▶ _Work to do_: For the copy, please give all of the data again exactly and leave the pictures out.

▶ _Data to process_:
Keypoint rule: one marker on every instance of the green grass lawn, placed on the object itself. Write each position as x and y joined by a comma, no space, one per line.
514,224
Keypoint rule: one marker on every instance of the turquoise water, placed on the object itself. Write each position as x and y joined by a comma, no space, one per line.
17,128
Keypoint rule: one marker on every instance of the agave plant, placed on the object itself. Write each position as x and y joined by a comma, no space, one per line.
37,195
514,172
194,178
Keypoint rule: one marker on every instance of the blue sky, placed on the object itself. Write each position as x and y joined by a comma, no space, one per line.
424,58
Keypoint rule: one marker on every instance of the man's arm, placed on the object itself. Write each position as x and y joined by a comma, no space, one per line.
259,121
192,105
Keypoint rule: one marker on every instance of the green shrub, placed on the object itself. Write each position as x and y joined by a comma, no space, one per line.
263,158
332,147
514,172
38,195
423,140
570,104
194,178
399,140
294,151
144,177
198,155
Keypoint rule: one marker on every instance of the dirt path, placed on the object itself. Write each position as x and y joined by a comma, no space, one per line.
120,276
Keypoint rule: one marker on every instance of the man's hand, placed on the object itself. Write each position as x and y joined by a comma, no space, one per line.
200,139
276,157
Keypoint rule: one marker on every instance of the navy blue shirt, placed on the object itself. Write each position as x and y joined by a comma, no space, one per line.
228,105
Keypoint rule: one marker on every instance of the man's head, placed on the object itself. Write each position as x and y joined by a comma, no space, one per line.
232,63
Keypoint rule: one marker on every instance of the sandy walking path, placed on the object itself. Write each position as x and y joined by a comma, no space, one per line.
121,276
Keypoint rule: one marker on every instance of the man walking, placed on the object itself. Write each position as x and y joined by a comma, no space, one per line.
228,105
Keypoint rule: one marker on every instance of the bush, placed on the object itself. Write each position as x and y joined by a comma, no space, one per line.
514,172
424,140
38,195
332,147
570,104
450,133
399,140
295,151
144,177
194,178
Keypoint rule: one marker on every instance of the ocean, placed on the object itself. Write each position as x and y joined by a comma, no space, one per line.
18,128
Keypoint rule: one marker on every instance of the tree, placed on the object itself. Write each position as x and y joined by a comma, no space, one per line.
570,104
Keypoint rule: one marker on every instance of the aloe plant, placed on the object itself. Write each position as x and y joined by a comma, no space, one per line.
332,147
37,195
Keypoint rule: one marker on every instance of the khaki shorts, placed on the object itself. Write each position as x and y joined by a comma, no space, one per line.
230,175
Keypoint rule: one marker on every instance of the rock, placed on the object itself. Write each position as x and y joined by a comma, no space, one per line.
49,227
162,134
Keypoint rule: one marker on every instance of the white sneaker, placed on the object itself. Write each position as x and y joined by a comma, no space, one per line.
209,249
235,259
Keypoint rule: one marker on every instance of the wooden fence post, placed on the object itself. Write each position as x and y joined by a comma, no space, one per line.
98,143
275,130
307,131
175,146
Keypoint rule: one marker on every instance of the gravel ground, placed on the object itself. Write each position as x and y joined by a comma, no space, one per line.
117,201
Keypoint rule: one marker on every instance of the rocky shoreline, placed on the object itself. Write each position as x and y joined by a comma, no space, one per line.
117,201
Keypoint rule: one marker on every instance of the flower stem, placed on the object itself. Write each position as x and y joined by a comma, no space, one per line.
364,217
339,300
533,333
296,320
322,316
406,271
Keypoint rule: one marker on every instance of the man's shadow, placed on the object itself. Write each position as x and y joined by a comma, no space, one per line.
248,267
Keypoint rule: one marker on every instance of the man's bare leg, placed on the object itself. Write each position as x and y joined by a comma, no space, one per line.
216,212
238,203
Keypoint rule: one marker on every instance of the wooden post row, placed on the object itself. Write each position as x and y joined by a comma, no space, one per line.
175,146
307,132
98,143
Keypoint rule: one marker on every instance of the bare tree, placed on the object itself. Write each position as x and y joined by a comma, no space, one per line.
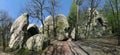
114,4
78,3
36,8
5,24
93,5
52,10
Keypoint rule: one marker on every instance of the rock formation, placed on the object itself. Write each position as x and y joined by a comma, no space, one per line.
18,31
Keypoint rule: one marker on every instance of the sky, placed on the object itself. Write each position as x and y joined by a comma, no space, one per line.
13,7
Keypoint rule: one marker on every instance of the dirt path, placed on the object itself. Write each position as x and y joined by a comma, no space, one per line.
3,53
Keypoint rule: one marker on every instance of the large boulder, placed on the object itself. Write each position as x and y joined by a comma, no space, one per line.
35,42
18,31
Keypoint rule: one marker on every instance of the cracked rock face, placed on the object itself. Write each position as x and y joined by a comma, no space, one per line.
18,31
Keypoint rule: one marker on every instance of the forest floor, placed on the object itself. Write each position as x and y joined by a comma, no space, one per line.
95,46
101,46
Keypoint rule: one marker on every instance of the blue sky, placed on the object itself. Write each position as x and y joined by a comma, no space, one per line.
13,7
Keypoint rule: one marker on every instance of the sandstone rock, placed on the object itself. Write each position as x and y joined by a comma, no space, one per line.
36,42
18,31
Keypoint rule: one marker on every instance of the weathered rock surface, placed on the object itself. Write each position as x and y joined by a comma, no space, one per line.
18,31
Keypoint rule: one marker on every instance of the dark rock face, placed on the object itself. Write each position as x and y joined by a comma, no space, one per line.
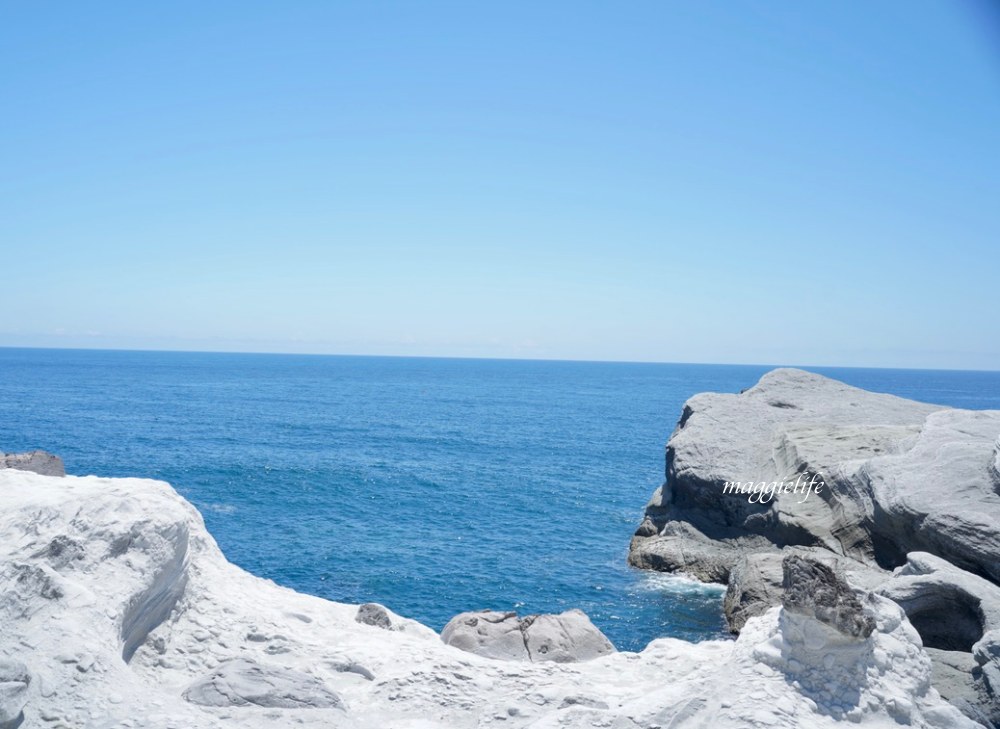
38,461
813,589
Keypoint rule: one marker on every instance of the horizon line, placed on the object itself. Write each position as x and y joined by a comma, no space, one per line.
493,359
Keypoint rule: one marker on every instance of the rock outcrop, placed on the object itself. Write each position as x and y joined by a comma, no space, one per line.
35,461
564,638
898,478
812,589
119,610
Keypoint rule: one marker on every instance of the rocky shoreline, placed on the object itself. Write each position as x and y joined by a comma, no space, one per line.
119,610
910,510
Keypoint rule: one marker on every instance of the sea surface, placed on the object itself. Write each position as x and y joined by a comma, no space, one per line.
432,486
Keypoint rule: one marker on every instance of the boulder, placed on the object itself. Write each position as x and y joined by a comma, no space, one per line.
37,461
371,613
14,682
487,633
244,683
563,638
811,588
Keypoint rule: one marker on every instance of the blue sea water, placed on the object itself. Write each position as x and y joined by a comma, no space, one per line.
432,486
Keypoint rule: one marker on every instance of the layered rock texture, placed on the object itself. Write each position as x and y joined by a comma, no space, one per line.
909,507
119,610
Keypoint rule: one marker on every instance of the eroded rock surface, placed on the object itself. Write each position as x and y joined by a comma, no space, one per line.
35,461
245,683
83,558
564,638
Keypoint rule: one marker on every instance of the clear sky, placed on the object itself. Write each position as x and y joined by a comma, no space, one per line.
762,182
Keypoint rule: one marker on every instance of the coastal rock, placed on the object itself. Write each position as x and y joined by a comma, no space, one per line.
898,477
487,633
96,569
756,581
564,638
791,425
811,588
14,682
245,683
35,461
957,615
371,613
949,607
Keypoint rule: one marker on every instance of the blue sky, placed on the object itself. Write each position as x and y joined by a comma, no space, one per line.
762,182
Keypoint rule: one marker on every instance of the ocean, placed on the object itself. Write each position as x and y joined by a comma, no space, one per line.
433,486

▶ _Output of the task_:
Keypoint rule: one marker on every instance of the green grass lawn, placed on the object itself. Write each position as x and y joined by a comma, no space, one per line.
514,224
Keypoint rule: one marker on every instance of the turquoise water, placed on the object itself. Write each position as x and y joined by a comma, no space, one per line.
17,128
Keypoint rule: one marker on every instance of the agave plant, placed on the object itself. Write each position as x and y joined by a comma, no space, one per line.
37,195
514,172
194,178
Keypoint rule: one marker on every instance of the blue sky, placed on the object itself. Write each position as x and y joined by a comma, no space, one per line.
424,58
Keypoint rule: one marker on every instance of the man's arm, placed on the object itself. Write each position as x and y joined by a comma, no space, one per line.
259,121
192,105
Keypoint rule: one marker on every instance of the green shrub, placed on the object itself. Write each position as x and y joined by a comma, no space, one per line.
263,158
332,147
514,172
38,195
423,140
570,104
194,178
399,140
294,151
144,177
198,155
Keypoint rule: one marker on every instance of the dirt path, placed on the object itself. Write each position as x and y joined by a comma, no space, one per line.
120,276
Keypoint rule: one marker on every instance of the man's hand, placed on the object itself. Write each position as x and y joined by a comma, no space, one per line.
200,139
276,157
Keypoint rule: one marker on every instance of the navy blue shirt, placed on the object itself. Write each position as x and y joined by a comma, no space, one per line.
228,105
Keypoint rule: one marker on every instance of the man's head, placed on the object itself. Write each position as x and y joined by a comma, no space, one per line.
232,63
Keypoint rule: one marker on every instance of the sandy walking path, placed on the object itself. Write each position as x and y joined by a comma, no space, one per line.
121,276
Keypoint rule: one marker on every instance of the man walking, placed on the object itself. Write each position as x and y joined by a comma, no space, one per line.
228,105
Keypoint rule: one marker on every instance of the bush, placed on the object itself. Write each position as x and y joined by a comma, no space, one per line.
514,172
424,140
38,195
332,147
570,104
450,133
399,140
295,151
144,177
194,178
Keypoint rule: one marker on every instance of the ocean, placed on the object itself. Write each position as x and y joined by a comma, no space, one per line.
18,128
Keypoint rule: one marker on every instance of the tree, placed on the object itself. Write each position as x and y joined by a comma, no space, one per line.
570,104
Keypoint rule: one marker on every instance of the aloe plant, placed on the object itself. Write each position as x and y joined by a comma, no space, one per line.
332,147
37,195
Keypoint rule: one marker on every instance of the khaki shorts, placed on the object itself. Write each position as x and y joined by a comma, no space, one per line.
230,175
Keypoint rule: one marker on every instance of the rock, placed on the object itself. Write each position as x and y joined by a comma, no space, one per line.
49,227
162,134
Keypoint rule: one marker on every instance of the white sneaker, placed on the object itself. Write each position as x and y joined by a comma, no space, one per line.
209,249
235,259
Keypoint rule: one marker on every instance of the wooden fence post, placed on the object itself. Write each position as x and y joined by a comma, no space, one per line.
98,143
275,130
307,131
175,146
Keypoint rule: one marker on every instance of the gravel ground, placed on the object itself. Write each position as x and y joined by a comma, no space, one per line.
117,201
Keypoint rule: one marker on every instance of the rocky shoreline, placed on the object itself. Write each position as x and y joined by a comma, no space, one per line.
117,201
Keypoint rule: one marker on every instance of the flower stem, placed on the object itself. Write each position as x and y joined by a comma, no space, one per line.
364,217
339,300
533,333
296,320
322,316
406,271
Keypoint rule: one marker on every instance of the man's shadow, placed on the object itself. Write each position as x and y joined by a comma, no space, one per line.
248,267
Keypoint rule: one marker on every instance of the man's bare leg, placed on the object itself. Write each position as x and y joined by a comma, no space, one per line.
216,212
238,203
Keypoint rule: one marker on every instance of the wooden post row, placed on the object itself. Write each position as x and y joined by a comma, no space, one per line.
175,146
307,132
98,143
Keypoint rule: one marker on every instance of the bare tree, placed on the object itself. Write each position as x and y joined by a comma, no space, one per line.
114,4
78,3
36,8
5,24
93,5
52,10
Keypoint rule: one marker on every instance of the rock formation, placed on the object itself. Write each position as x and y joined by a comma, no space, one per line.
18,31
Keypoint rule: one marker on every instance of the sky, placed on the object itself. Write each position as x and y joined by a comma, no space, one per line.
13,7
Keypoint rule: one marker on every instance of the dirt path, placed on the object itself. Write each position as x and y joined by a comma, no space, one per line.
3,53
Keypoint rule: one marker on every instance of the large boulder, placed on the object itself. Write each position as x and y joined by a comma, no space, one per line.
35,42
18,31
Keypoint rule: one marker on every instance of the cracked rock face, placed on the object itself. Write each position as x and y joined by a comma, no space, one per line.
18,31
Keypoint rule: one marker on every instance of the forest floor, placed on the object itself. Write each position as x and y joined by a comma, no space, one per line.
95,46
101,46
Keypoint rule: one marker on every instance of the blue sky, placed on the object itself. Write each position as x and y joined by a comma, no space, one per line.
13,7
Keypoint rule: one marker on every instance of the sandstone rock, placed on the object itself. Write each position as x and y joined by a comma, no space, one per line.
36,42
18,31
Keypoint rule: one marker on every instance of the weathered rock surface, placed on the object itself. Write each position as x and y joined by a comma, no space, one per line.
18,31
Keypoint rule: one marker on every instance of the dark rock face, placed on the object itself. Write each position as x and y joined by a comma, no space, one per line.
38,461
813,589
Keypoint rule: one marker on every instance of the horizon line, placed on the object itself. Write each position as x and y joined by a comma, no space, one per line.
493,359
Keypoint rule: one marker on every instance of the rock outcrop, placed on the object itself. Write each position as x and y joined by a comma, no space, one per line.
35,461
564,638
898,478
812,589
119,610
Keypoint rule: one marker on every instance of the rocky shoreline, placed on the object itself. Write each position as x and y joined by a comma, no space, one per line.
119,610
910,510
Keypoint rule: one marker on every instance of the sea surface, placed on the object itself. Write each position as x and y joined by a comma, no space, one per line.
432,486
Keypoint rule: one marker on every instance of the boulder, placed on the object itself. Write each position as x and y joined by a comma, no space, one per line.
37,461
371,613
14,682
487,633
244,683
563,638
811,588
Keypoint rule: one marker on every instance of the blue sea water, placed on the object itself. Write each position as x and y joined by a comma, no space, one per line.
432,486
Keypoint rule: one marker on every instance of the layered rock texture, placed on the object itself. Write each position as x and y joined by a comma, no space, one per line.
909,507
119,610
Keypoint rule: one marker on every instance of the eroded rock surface, placed on the object itself. Write each position as x and y joined by a comma, no space, one per line.
35,461
245,683
83,558
564,638
Keypoint rule: one marker on every instance of the clear sky, placed on the object itself. Write each position as x and y joined by a comma, no space, one per line.
762,182
Keypoint rule: one marker on every instance of the coastal rock, placed on the object itself. Write each position as x and y joined by a comma, no space, one per line.
898,477
487,633
96,569
756,581
564,638
791,425
811,588
14,682
245,683
35,461
957,615
371,613
949,607
Keypoint rule: one marker on every instance of the blue sky, placed on the object itself. Write each position as x and y joined by a comma, no space, one per line.
762,182
Keypoint rule: one marker on every instance of the ocean, placed on the object itself. Write each position as x and y joined by a comma, no space, one per line.
433,486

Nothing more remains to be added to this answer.